§ TEXT EXCERPT
^^^^^^^^^^^^^^^^

Friday, November 09, 2018, 18:47 GMT+7
‘Garlic kingdom’ in Vietnam struggles to sell its spice

Garlic grown on Ly Son Island off central Vietnam, famous for its taste and rich nutrients, has seen its prices drop by fifty percent compared to previous years, forcing farmers in the ‘garlic kingdom’ to make the rare call for help.

Once a sought-after delicacy that sold for VND80,000 (US$3.40) a kilogram, Ly Son garlic has now dropped in price by more than fifty prcent, to VND35,000-40,000 ($1.50-1.70) a kilogram.

Over the past week, the local youth union and farmers’ association Ly Son Island have stepped in to promote the purchase of garlic from farmers at a higher price than merchants can offer.

Thirty-five metric tons of garlic has so far been sold this way, but it is still an inconsequential number compared to some 250 metric tons of the plant still remaining in farmers’ inventories, according to the Ly Son administration.

The garlic is then shipped to the mainland for sale, but less than half of the lot has been bought by consumers.

“When we finish selling the first lot, we will continue to buy garlic from local farmers to help them cut their losses,” said Pham Van Vuong, secretary of Ly Son’s youth union.

One factor that contributes to this year’s plunge in Ly Son garlic prices is the farmers’ practice of stocking their harvest and waiting for the year-end season, when garlic rates are typically highest due to their increased demand.

However, increased production in the garlic-growing region of Khanh Hoa Province has led to lackluster demand for Ly Son garlic, which is more expensive, according to Pham Van Cong, director of a company that trades Ly Son garlic.

^^^^^^^^^^^^^^^^

(Entries from a pointing dataset)

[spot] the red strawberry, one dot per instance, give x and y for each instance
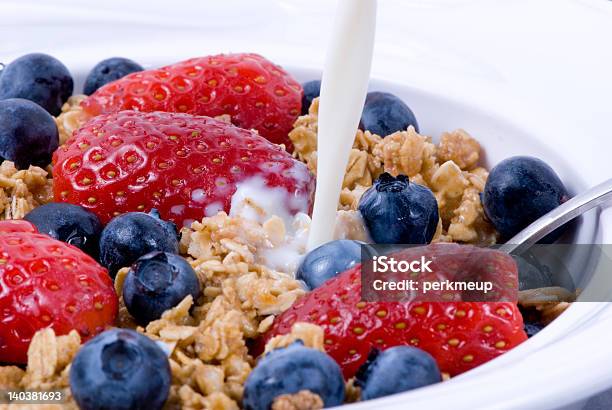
(183, 165)
(255, 92)
(459, 335)
(48, 283)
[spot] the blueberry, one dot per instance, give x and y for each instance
(532, 328)
(39, 78)
(28, 134)
(289, 370)
(68, 223)
(396, 211)
(395, 370)
(157, 282)
(518, 191)
(120, 369)
(107, 71)
(384, 114)
(129, 236)
(312, 89)
(327, 261)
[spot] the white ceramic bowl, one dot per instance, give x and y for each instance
(462, 63)
(544, 366)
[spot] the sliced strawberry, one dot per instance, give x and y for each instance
(48, 283)
(185, 166)
(459, 335)
(255, 92)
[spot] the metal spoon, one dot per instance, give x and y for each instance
(576, 206)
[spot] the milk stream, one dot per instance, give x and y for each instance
(343, 91)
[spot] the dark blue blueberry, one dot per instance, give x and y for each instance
(518, 191)
(532, 328)
(384, 114)
(397, 211)
(395, 370)
(68, 223)
(312, 89)
(289, 370)
(107, 71)
(157, 282)
(129, 236)
(37, 77)
(28, 134)
(327, 261)
(120, 369)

^^^^^^^^^^^^^^^^

§ SET TASK 1
Condense the paragraph of the Ly Son garlic article that begins "Thirty-five metric tons of garlic" while keeping its main facts.
§ SET TASK 2
Write a continuation of the Ly Son garlic article, starting after its final sentence.

§ RESPONSE 1
According to the Ly Son administration, only 35 metric tons of garlic have been sold this way, a small amount next to the roughly 250 metric tons farmers still hold.

§ RESPONSE 2
The shady practice of importing garlic grown elsewhere to Ly Son Island and rebranding it as ‘Ly Son garlic’ has also caused consumers to question the quality of garlic sourced from the island.

“Meanwhile, there is no branding, logo or anti-counterfeit stamp to distinguish authentic garlic from fakes,” Cong said.

The problem spiraled so out of control that between 2014 and 2016 the administration of Ly Son had to pay a commission for captains of ships ferrying between the island and the mainland to discourage them from transporting alien garlic to Ly Son.

However, the policy was halted in 2017 and garlic from other regions is now making its way back to Ly Son, forcing authorities to scramble as they seek a counter-measure.

Nine years has passed since Vietnam’s National Office for Intellectual Property recognized Ly Son garlic as a protected brand, but no official branding system or geographical indication has been issued, said Pham Thi Huong, deputy chairwoman of Ly Son.

“We are trying to roll out a geographical indication for Ly Son garlic in 2019,” she added.